Turn every line of the records below into a Markdown table with the columns Row and Line, numbering each row and skipping blank lines. Leave the pictures out.

─── DATA FOR THE TASK ───

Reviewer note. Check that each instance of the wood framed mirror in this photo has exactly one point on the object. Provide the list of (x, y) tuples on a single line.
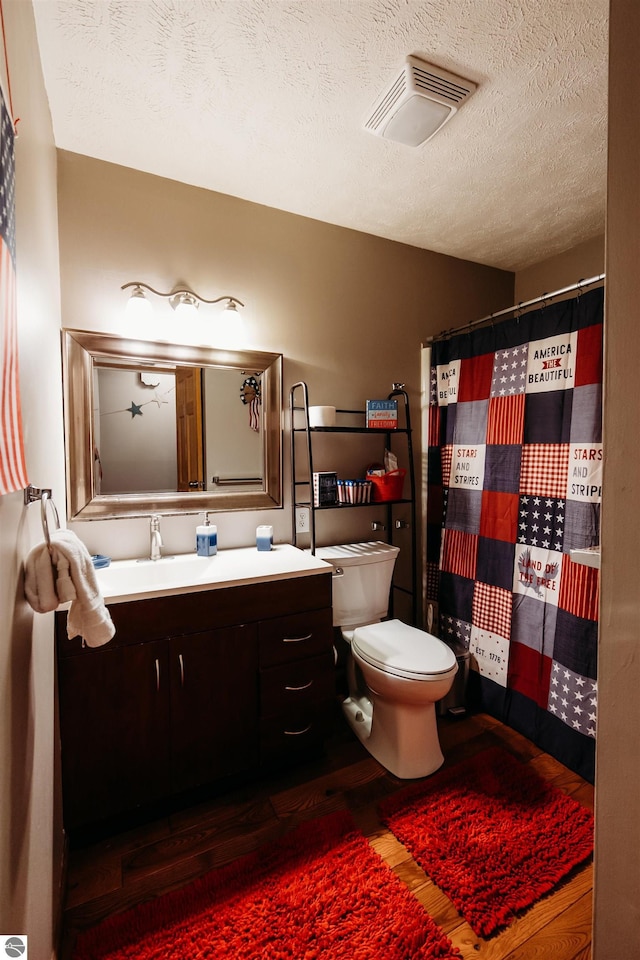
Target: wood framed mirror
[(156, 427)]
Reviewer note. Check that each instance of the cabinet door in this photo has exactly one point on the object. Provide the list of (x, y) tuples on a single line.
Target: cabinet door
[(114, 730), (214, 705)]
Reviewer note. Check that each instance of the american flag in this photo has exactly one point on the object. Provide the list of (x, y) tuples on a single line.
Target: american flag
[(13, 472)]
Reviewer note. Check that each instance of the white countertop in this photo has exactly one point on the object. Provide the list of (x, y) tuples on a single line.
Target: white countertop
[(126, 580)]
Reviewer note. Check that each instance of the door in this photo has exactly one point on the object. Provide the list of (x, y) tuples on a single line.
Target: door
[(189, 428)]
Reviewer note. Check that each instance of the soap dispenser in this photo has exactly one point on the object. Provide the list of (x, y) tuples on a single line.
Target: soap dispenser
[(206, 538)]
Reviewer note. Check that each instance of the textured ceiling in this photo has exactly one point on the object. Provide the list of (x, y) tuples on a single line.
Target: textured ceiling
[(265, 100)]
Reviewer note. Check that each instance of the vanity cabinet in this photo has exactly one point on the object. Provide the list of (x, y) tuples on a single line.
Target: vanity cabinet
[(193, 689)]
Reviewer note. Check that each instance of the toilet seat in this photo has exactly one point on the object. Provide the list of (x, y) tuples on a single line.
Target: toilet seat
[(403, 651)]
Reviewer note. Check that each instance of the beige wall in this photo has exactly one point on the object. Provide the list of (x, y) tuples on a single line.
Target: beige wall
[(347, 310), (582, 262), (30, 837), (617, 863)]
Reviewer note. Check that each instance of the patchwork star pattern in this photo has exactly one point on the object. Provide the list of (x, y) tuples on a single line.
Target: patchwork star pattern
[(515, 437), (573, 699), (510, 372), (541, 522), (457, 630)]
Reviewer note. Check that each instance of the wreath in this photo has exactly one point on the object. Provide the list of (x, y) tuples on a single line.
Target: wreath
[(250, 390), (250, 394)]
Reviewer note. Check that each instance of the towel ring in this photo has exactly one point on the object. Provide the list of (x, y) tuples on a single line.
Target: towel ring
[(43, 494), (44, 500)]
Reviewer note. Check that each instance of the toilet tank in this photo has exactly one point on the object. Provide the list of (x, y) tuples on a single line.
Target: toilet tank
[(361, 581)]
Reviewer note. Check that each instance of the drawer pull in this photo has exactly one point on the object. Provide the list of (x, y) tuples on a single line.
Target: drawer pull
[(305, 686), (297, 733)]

───

SOLUTION:
| Row | Line |
|---|---|
| 1 | Reviewer note. Check that each instance of the wood framed mirror in this photo has exactly one point on the object. Provide the list of (x, y) tuples on a single line. |
| 2 | Target: wood framed mirror |
| 3 | [(156, 427)] |
| 4 | Reviewer note. Check that each instance of the cabinet door in this photo has exactly one point on the object. Provide the list of (x, y) tuples on a single line. |
| 5 | Target: cabinet door |
| 6 | [(114, 730), (214, 705)] |
| 7 | Reviewer note. Check that each instance of the american flag in this photo has exactly one point on the object. Provide the list of (x, y) tuples on a single line. |
| 8 | Target: american flag |
| 9 | [(13, 472)] |
| 10 | Reviewer note. Check that each instance of the white countertop in this photo has exactly one point on the object. Provide the list of (x, y) tuples on a single line. |
| 11 | Target: white countertop |
| 12 | [(126, 580)] |
| 13 | Reviewer note. Check that each instance of the door in this photo has exactly one point on the object. Provide the list of (x, y) tuples on a single line. |
| 14 | Target: door |
| 15 | [(189, 428)] |
| 16 | Reviewer note. Check that each instance of the soap dispenser in this photo has exactly one point on the object. Provide the list of (x, y) tuples on a single line. |
| 17 | Target: soap dispenser |
| 18 | [(206, 538)] |
| 19 | Reviewer note. Check that each instance of the textured ceiling in this photo has exactly one point on the object. Provide the list of (x, y) tuples on a single line. |
| 20 | Target: textured ceiling |
| 21 | [(265, 100)] |
| 22 | Reviewer note. Check that each instance of the vanity cabinet in this photo has exactly one point on the object. Provide the list of (x, y) tuples on a single line. |
| 23 | Target: vanity cabinet |
| 24 | [(193, 689)] |
| 25 | Reviewer note. Check that each instance of the toilet seat in this photo has exactly one point on the object. Provide the list of (x, y) tuples on a single line. |
| 26 | Target: toilet seat |
| 27 | [(403, 651)] |
| 28 | Reviewer note. Check that each instance of the beige wall in this photo has exactly one point on the object. Provide the list of (x, y) tuples on a single line. |
| 29 | Target: beige wall |
| 30 | [(347, 310), (582, 262), (30, 837), (617, 863)] |
| 31 | Reviewer note. Check that each instance of the patchwork star pattern in this photo has exactly one point on the object. Provide the list of (x, y) tuples on a single line. |
| 32 | Target: patchwork star pattern |
| 33 | [(515, 437), (573, 699), (510, 372), (541, 522), (457, 630)] |
| 34 | Reviewer note. Check that each instance of the wreath in this photo has exactly one point on the object. Provide the list of (x, y) tuples on a single line. |
| 35 | Target: wreath |
| 36 | [(250, 390), (250, 394)] |
| 37 | Reviewer note. Check that each instance of the towel ring in this photo has exactly one point on the object. Provide the list of (x, y) tuples on a single line. |
| 38 | Target: towel ring |
| 39 | [(43, 494), (44, 500)] |
| 40 | Reviewer note. Check that each instance of the toilet tank in this photo has exactly one point on the object. Provide the list of (x, y) tuples on a single line. |
| 41 | Target: toilet tank |
| 42 | [(361, 581)] |
| 43 | Reviewer note. Check that each instance of the drawer pull in this photo has exactly one point on the object. Provide the list of (x, y) tuples on a single line. |
| 44 | Target: drawer pull |
| 45 | [(305, 686), (297, 733)] |